**Exercise details:**
Every record must be written out once more, with nothing added or omitted.

**Material for this task:**
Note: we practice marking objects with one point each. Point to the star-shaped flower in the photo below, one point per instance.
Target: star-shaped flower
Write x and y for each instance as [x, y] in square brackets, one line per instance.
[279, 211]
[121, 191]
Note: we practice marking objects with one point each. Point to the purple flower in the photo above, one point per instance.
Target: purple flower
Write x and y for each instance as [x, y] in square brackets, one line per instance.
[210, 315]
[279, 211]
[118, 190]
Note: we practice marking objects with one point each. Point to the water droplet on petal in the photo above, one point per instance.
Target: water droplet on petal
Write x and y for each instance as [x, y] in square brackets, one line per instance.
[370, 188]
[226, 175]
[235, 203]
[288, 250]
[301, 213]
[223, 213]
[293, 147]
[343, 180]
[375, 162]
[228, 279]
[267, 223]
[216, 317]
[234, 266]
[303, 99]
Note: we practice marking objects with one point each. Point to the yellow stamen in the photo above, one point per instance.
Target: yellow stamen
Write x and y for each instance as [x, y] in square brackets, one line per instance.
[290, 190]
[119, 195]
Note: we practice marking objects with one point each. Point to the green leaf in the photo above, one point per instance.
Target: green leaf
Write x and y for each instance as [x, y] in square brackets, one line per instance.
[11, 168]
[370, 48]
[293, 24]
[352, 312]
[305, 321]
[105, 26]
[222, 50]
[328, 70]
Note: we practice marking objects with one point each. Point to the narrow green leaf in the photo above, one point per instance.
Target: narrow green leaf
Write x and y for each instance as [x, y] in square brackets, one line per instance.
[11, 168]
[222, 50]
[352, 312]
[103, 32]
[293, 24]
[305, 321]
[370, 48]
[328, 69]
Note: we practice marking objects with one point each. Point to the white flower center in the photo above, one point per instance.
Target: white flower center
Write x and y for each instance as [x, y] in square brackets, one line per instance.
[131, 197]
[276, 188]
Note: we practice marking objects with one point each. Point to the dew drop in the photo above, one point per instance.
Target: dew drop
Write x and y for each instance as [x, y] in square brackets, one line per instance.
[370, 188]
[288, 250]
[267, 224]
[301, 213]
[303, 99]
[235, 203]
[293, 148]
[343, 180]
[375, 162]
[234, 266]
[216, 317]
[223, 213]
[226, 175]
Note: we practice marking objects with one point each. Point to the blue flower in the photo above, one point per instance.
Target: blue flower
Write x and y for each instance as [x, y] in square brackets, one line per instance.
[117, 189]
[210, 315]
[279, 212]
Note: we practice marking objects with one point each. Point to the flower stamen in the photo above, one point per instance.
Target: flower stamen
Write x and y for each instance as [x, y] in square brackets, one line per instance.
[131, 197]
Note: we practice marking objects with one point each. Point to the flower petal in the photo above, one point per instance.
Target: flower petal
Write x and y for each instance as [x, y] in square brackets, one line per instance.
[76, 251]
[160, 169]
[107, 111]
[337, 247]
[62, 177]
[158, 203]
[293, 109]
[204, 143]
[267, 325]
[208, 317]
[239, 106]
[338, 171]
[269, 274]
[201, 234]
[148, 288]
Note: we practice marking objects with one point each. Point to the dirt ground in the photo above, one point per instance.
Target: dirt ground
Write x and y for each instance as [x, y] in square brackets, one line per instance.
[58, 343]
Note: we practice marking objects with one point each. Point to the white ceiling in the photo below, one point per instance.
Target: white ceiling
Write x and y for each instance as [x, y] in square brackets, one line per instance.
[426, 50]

**Correct answer:**
Note: we practice marking objects with one point each. Point to the star-shaped flower in the photo below, one point per instance.
Target: star-shaped flower
Write x and y for each instance as [x, y] in square brackets, one line per instance.
[279, 211]
[121, 191]
Note: we practice marking objects with one point each. Point to the purple flower in the photo above, one point per instance.
Target: purple flower
Write x and y for each instance as [x, y] in square brackets, one line per instance.
[210, 315]
[279, 211]
[118, 190]
Note: we practice marking objects with one point each. Point to the water droplet on petal in the photo above, one point per instance.
Target: water droplet on petal
Write x and y for each instance as [x, y] in square brackets, one line per instance.
[370, 188]
[226, 175]
[235, 203]
[288, 250]
[301, 213]
[223, 213]
[293, 147]
[343, 180]
[375, 162]
[228, 279]
[267, 223]
[216, 317]
[234, 266]
[303, 99]
Note: we practice marking objects with one point each. Point to the yellow stamen in the photo above, one point per instance.
Target: yellow stamen
Write x and y for each instance as [x, y] in square brackets, one line per instance.
[290, 190]
[119, 195]
Note: we practice marking objects with one point each. Point to the green leaf in the photo above, one point per instance.
Target: green leaf
Write x and y for each instance as [x, y] in square brackets, one line per instance.
[11, 168]
[370, 48]
[293, 24]
[352, 312]
[305, 321]
[105, 26]
[222, 50]
[328, 70]
Note: we practice marking objects with one point each. Point to the narrow green leaf in the photo above, one point per instance.
Target: narrow green leaf
Write x and y for each instance as [x, y] in square brackets, one line per instance.
[11, 168]
[222, 50]
[352, 312]
[103, 32]
[293, 24]
[305, 321]
[370, 48]
[328, 69]
Note: we practice marking objects with one point each. Point to the white flower center in the photo above, one point per instance.
Target: white flower center
Write x and y for each instance as [x, y] in square brackets, one line per instance.
[131, 197]
[276, 188]
Note: we practice marking objects with one point each. Point to the dew drop in the photo above, one point per instance.
Target: dew drop
Write x and y for each instance as [x, y] in square brackets, one line per instance.
[370, 188]
[288, 250]
[267, 224]
[301, 213]
[303, 99]
[235, 203]
[293, 148]
[343, 180]
[375, 162]
[234, 266]
[216, 317]
[223, 213]
[226, 175]
Note: we practice marking objects with one point each. Point to the blue flower in the photo above, one point per instance.
Target: blue flower
Write x and y for each instance as [x, y] in square brackets, one line per instance.
[117, 189]
[210, 315]
[279, 212]
Note: we practice marking objects with one point each. Point to the flower stamen in the photo above, one point per instance.
Target: flower stamen
Write x and y for each instance as [x, y] in square brackets, one line per instance.
[131, 197]
Note: we practice marking objects with one point each. Point to the flower petal in the photo above, one point per instance.
Target: flower petal
Write x and y for each instance as [x, y] in square brackets, one line per instance.
[76, 251]
[160, 169]
[107, 111]
[337, 247]
[62, 177]
[158, 203]
[293, 109]
[204, 143]
[267, 325]
[208, 317]
[239, 106]
[338, 171]
[269, 274]
[201, 234]
[148, 288]
Note: we practice marking objects with one point each. Point to the dirt ground in the photo above, one point per instance.
Target: dirt ground
Write x and y for each instance as [x, y] in square brackets, one line per instance.
[58, 343]
Note: we practice marking objects with one point each. Point to the white ceiling in the photo below, one point per instance.
Target: white ceiling
Write x and y for each instance as [x, y] in square brackets, one line per instance.
[426, 50]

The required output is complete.